▸ **Your instructions**
Please list each line of the listing that contains the word "laptop".

▸ **Task inputs**

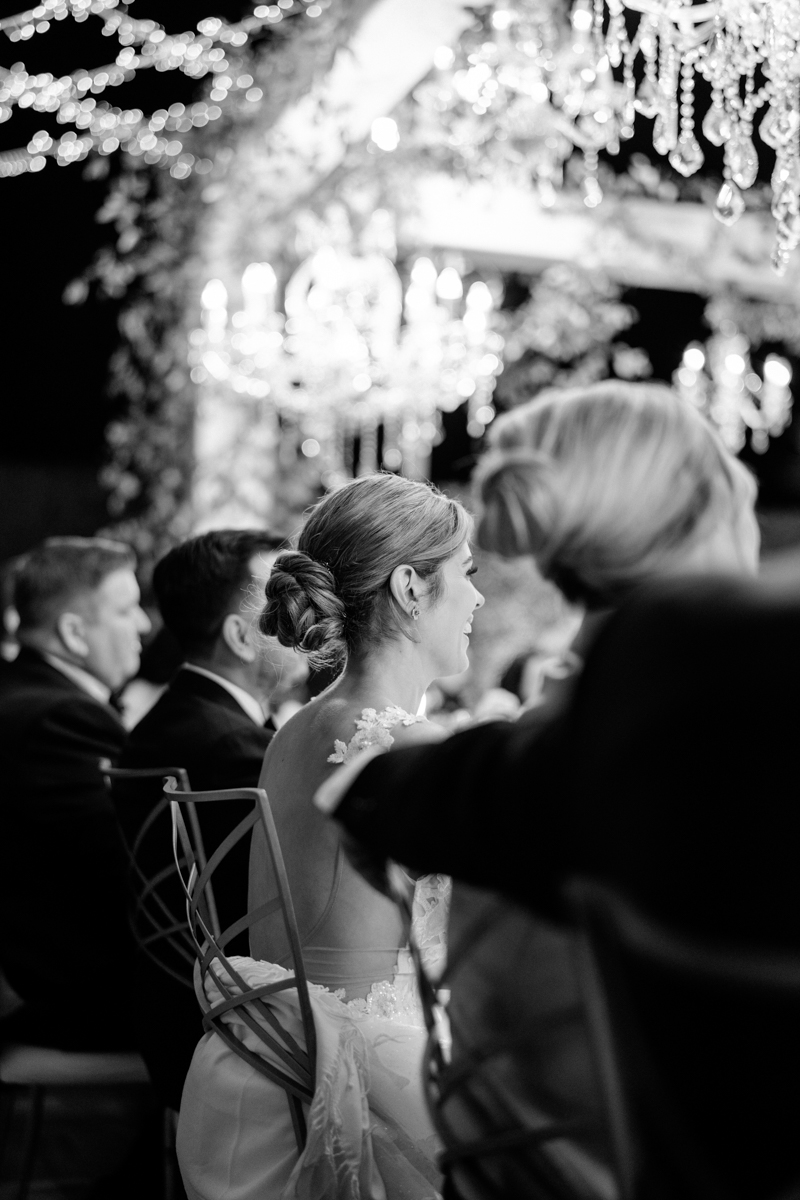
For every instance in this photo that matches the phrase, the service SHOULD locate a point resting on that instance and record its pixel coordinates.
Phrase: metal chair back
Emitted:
(296, 1075)
(156, 909)
(698, 1050)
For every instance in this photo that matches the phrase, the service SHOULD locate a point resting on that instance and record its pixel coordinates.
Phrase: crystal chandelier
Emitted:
(720, 379)
(352, 365)
(529, 89)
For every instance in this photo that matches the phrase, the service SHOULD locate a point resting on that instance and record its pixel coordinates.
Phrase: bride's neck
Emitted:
(390, 675)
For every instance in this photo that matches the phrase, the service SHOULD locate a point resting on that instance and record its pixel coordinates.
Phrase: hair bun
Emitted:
(302, 609)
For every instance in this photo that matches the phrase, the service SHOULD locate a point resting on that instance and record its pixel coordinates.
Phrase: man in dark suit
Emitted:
(64, 939)
(671, 775)
(210, 720)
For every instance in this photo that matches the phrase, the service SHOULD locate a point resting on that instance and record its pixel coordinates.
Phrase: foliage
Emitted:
(564, 336)
(160, 221)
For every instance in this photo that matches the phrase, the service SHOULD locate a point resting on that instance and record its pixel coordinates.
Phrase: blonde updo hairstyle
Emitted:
(606, 486)
(331, 598)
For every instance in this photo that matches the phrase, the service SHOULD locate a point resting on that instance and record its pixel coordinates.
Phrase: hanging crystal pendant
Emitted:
(787, 173)
(615, 39)
(687, 157)
(788, 232)
(780, 259)
(648, 99)
(663, 135)
(729, 204)
(591, 191)
(767, 130)
(743, 161)
(785, 125)
(786, 203)
(716, 126)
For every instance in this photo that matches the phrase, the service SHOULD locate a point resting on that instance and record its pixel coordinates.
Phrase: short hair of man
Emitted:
(60, 571)
(197, 582)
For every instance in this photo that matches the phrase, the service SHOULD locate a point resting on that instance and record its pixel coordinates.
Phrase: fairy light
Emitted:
(216, 48)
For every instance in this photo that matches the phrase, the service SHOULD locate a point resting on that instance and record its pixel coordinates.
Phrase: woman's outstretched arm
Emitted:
(482, 805)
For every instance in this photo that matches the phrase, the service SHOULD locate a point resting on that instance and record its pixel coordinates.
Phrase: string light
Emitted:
(217, 48)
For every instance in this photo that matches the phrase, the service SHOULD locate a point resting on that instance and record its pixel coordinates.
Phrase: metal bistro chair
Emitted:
(522, 1158)
(156, 911)
(250, 1003)
(698, 1050)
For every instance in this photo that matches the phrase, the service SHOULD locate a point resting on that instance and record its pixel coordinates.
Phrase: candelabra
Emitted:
(353, 370)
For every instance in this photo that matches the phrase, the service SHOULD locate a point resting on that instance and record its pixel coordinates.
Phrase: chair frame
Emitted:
(607, 924)
(151, 921)
(299, 1079)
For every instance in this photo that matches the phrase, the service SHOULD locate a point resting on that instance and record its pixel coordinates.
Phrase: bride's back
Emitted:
(332, 599)
(350, 934)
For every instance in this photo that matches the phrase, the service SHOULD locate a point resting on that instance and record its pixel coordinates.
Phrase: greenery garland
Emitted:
(154, 264)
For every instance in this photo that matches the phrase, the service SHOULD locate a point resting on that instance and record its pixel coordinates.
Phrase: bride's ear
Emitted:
(405, 587)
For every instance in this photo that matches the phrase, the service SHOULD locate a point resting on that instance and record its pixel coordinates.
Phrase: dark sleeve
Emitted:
(64, 749)
(236, 759)
(483, 807)
(61, 857)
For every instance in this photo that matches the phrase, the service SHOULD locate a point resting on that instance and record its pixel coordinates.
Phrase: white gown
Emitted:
(370, 1134)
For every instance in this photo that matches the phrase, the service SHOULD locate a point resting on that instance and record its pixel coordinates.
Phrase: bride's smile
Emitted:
(446, 621)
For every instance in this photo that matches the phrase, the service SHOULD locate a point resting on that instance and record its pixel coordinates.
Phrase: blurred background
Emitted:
(248, 256)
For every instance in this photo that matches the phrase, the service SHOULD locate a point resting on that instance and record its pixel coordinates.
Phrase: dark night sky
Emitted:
(55, 360)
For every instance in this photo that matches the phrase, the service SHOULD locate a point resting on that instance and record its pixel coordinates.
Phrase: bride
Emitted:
(380, 583)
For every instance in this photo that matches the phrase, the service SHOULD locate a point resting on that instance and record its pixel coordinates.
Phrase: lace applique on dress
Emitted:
(373, 729)
(400, 999)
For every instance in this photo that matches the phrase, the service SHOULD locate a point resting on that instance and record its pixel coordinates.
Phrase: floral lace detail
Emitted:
(391, 1000)
(400, 999)
(373, 729)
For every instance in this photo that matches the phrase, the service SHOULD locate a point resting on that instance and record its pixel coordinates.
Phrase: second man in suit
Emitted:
(210, 720)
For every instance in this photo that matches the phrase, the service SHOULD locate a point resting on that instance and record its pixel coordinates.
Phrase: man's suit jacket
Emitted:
(672, 774)
(197, 725)
(64, 935)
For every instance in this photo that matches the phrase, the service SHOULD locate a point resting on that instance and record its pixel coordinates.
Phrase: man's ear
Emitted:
(72, 631)
(238, 636)
(405, 586)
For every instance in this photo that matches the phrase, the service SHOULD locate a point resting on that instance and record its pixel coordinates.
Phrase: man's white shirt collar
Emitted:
(247, 702)
(88, 683)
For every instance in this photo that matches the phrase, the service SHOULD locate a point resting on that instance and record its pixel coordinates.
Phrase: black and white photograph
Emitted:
(400, 579)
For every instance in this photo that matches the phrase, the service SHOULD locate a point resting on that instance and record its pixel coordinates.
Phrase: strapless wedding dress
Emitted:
(370, 1134)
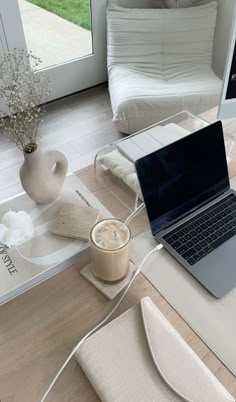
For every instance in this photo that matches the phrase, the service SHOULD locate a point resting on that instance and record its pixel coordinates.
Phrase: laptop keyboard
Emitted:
(199, 236)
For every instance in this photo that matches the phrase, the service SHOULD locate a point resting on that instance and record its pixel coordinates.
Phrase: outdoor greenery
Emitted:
(76, 11)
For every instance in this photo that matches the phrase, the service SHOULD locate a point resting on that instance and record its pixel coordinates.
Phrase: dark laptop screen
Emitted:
(180, 176)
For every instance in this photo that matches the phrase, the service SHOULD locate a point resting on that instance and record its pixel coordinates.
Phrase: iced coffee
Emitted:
(110, 250)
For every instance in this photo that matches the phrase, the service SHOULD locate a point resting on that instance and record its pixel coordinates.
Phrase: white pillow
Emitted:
(178, 3)
(160, 38)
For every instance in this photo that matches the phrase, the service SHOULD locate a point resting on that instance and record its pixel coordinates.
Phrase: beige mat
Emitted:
(214, 320)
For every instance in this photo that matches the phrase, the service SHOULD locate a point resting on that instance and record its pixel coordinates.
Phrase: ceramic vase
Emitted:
(42, 175)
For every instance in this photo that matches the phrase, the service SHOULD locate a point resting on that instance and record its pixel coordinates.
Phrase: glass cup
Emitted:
(110, 250)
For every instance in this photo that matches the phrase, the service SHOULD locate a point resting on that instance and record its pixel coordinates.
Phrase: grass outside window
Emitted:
(76, 11)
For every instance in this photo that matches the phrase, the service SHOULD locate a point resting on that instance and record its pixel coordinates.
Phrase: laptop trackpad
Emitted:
(217, 271)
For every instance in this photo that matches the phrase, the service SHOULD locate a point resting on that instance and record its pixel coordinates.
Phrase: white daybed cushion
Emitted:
(159, 63)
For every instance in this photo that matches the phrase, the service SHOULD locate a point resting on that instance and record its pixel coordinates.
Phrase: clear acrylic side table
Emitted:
(115, 183)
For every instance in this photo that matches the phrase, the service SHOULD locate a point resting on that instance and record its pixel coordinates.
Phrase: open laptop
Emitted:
(191, 208)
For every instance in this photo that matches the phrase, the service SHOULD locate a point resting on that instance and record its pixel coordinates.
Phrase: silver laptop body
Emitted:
(169, 178)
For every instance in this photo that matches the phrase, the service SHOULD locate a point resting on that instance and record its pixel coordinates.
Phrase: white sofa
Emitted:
(148, 81)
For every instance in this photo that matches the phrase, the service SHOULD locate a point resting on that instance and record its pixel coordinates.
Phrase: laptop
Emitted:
(191, 208)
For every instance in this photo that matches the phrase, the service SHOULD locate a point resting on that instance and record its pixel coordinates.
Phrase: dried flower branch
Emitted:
(24, 93)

▸ **The completed task**
Phrase: laptop keyboard
Phrase: dark laptop screen
Phrase: laptop trackpad
Phrase: open laptop
Phrase: silver laptop body
Phrase: laptop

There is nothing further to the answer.